(TASK MATERIAL)

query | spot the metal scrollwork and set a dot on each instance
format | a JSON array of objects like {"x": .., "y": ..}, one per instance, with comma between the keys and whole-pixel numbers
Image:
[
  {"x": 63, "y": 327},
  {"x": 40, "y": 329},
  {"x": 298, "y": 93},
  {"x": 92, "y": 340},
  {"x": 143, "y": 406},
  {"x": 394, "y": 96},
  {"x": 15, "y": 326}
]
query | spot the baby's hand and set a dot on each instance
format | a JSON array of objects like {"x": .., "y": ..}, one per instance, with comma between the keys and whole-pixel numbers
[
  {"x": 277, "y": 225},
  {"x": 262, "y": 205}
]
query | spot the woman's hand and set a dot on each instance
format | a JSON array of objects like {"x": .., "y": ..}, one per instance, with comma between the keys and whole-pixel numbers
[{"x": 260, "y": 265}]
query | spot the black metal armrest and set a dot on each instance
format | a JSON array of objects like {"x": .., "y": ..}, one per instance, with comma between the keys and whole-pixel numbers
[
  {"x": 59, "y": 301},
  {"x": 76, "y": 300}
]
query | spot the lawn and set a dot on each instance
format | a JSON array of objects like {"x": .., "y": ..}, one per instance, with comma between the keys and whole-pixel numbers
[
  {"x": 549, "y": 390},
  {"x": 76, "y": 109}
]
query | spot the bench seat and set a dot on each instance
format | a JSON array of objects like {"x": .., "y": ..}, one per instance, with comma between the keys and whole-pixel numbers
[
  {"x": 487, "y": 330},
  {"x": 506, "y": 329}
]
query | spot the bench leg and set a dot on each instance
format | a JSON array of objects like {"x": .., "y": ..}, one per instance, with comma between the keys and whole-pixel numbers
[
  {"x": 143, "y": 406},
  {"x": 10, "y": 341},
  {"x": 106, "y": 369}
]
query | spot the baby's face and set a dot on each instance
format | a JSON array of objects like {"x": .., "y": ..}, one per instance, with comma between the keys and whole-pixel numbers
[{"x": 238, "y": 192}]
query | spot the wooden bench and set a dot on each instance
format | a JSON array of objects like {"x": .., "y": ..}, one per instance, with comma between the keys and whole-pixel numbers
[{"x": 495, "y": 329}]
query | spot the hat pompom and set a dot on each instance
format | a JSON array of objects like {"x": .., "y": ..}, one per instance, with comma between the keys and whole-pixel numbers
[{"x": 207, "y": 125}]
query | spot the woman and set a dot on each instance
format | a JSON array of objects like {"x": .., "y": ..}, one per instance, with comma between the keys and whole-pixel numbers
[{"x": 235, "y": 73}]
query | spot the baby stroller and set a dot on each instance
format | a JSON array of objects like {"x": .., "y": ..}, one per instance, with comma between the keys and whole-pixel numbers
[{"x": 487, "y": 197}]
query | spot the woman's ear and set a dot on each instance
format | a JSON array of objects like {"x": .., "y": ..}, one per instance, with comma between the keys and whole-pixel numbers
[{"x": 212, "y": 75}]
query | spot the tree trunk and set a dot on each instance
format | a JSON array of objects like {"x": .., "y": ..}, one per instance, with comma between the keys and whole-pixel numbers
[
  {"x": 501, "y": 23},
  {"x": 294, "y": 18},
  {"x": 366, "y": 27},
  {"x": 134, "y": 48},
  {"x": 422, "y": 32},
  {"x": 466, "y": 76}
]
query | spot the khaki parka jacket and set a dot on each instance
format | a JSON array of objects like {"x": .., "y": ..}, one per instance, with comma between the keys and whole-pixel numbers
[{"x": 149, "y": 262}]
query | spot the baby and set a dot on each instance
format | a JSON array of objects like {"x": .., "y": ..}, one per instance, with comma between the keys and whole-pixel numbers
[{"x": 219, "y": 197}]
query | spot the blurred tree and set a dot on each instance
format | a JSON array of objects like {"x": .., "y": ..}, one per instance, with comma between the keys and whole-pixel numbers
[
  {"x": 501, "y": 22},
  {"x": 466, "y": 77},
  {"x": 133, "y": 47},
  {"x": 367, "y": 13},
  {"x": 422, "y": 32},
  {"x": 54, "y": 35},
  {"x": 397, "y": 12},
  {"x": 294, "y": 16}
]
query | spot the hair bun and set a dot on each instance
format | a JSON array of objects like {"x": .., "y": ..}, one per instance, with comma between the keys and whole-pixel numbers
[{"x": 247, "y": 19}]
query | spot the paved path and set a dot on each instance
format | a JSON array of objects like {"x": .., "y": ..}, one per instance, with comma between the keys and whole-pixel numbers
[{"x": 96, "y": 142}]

(EXERCISE DETAILS)
Repeat the records word for word.

(RESPONSE BELOW)
query | spot the metal scrollwork and set a dot on each instance
format | a JSON array of objects like {"x": .., "y": ..}, one per instance, with comma between the keys and whole-pixel numbers
Image:
[
  {"x": 63, "y": 327},
  {"x": 40, "y": 329},
  {"x": 298, "y": 93},
  {"x": 92, "y": 340},
  {"x": 143, "y": 406},
  {"x": 394, "y": 96},
  {"x": 15, "y": 326}
]
query | spot the baby's hand and set a dot on each instance
format | a JSON array of objects like {"x": .., "y": ..}, one per instance, with comma between the keys and whole-pixel numbers
[
  {"x": 277, "y": 225},
  {"x": 262, "y": 205}
]
query | spot the woman's hand and set a dot on each instance
format | a JSON array of objects like {"x": .., "y": ..}, one per instance, with comma between the keys and whole-pixel numbers
[{"x": 260, "y": 265}]
query | spot the black metal armrest and set a dot on each instance
format | a JSON array of objects like {"x": .., "y": ..}, one per instance, with comma between the keys and whole-pixel numbers
[
  {"x": 59, "y": 301},
  {"x": 76, "y": 300}
]
query | spot the lawn and set a dot on each instance
format | a JSON array of objects like {"x": .., "y": ..}, one per instance, with comma between the keys and whole-pixel numbers
[
  {"x": 549, "y": 390},
  {"x": 76, "y": 109}
]
query | spot the bench seat and set a dot on each instance
format | a JSON array of objects like {"x": .., "y": ..}, one per instance, with comma between the keys and whole-pixel numbers
[
  {"x": 487, "y": 330},
  {"x": 506, "y": 329}
]
query | spot the bench leg and set a dot on each instance
format | a JSON array of objects like {"x": .., "y": ..}, one per instance, with comma between the keys and whole-pixel numbers
[
  {"x": 143, "y": 406},
  {"x": 10, "y": 341},
  {"x": 106, "y": 369}
]
query | spot the baby's face and set a dot on each instance
format | a JSON array of objects like {"x": .., "y": ..}, one per instance, with comma between the keys and whole-pixel numbers
[{"x": 238, "y": 192}]
query | spot the wooden bench and set a dot on each instance
format | a JSON array of objects like {"x": .., "y": ..}, one per instance, with comma between the keys and whole-pixel numbers
[{"x": 495, "y": 329}]
query | spot the hat pompom and set a dot on each instance
format | a JSON array of objects like {"x": .., "y": ..}, one per instance, with comma between the keys and whole-pixel numbers
[{"x": 207, "y": 125}]
query | spot the woman and set a dot on each instance
format | a JSON array of objects like {"x": .., "y": ..}, one per instance, with comma between the keys and whole-pixel numbers
[{"x": 235, "y": 73}]
query | spot the baby stroller and set a dot on each instance
format | a JSON array of objects like {"x": .., "y": ..}, one per instance, with comma between the keys and whole-pixel numbers
[{"x": 487, "y": 197}]
query | spot the woman's ear and set a dot on each instance
format | a JSON array of objects like {"x": .., "y": ..}, one per instance, with comma between the keys and whole-pixel numbers
[{"x": 212, "y": 75}]
query | spot the tree trunk and set a dot on each instance
format | a JSON array of objects like {"x": .., "y": ..}, one per instance, with comma between the keys and whole-pixel numbers
[
  {"x": 501, "y": 23},
  {"x": 294, "y": 18},
  {"x": 366, "y": 27},
  {"x": 134, "y": 48},
  {"x": 422, "y": 32},
  {"x": 466, "y": 76}
]
query | spot the khaki parka jacket and set a dot on each instance
format | a JSON array of objects like {"x": .., "y": ..}, one per instance, with comma between the keys and whole-pixel numbers
[{"x": 149, "y": 262}]
query | spot the baby and set a dot on each instance
format | a JSON array of objects like {"x": .., "y": ..}, one per instance, with comma between the keys and whole-pixel numbers
[{"x": 219, "y": 197}]
query | spot the blurred tree and set a dot on each instance
format | a JSON array of objects like {"x": .., "y": ..}, one per instance, with comma between the keys and whole-pixel numbers
[
  {"x": 501, "y": 22},
  {"x": 466, "y": 77},
  {"x": 133, "y": 47},
  {"x": 367, "y": 13},
  {"x": 422, "y": 32},
  {"x": 54, "y": 35},
  {"x": 397, "y": 12},
  {"x": 294, "y": 16}
]
query | spot the hair bun and set a dot on each instance
format | a JSON array of objects like {"x": .., "y": ..}, one per instance, with comma between the keys and whole-pixel numbers
[{"x": 247, "y": 19}]
query | spot the paved path and set a dot on each instance
format | a JSON array of objects like {"x": .., "y": ..}, one per instance, with comma between the keys and whole-pixel numbers
[{"x": 96, "y": 142}]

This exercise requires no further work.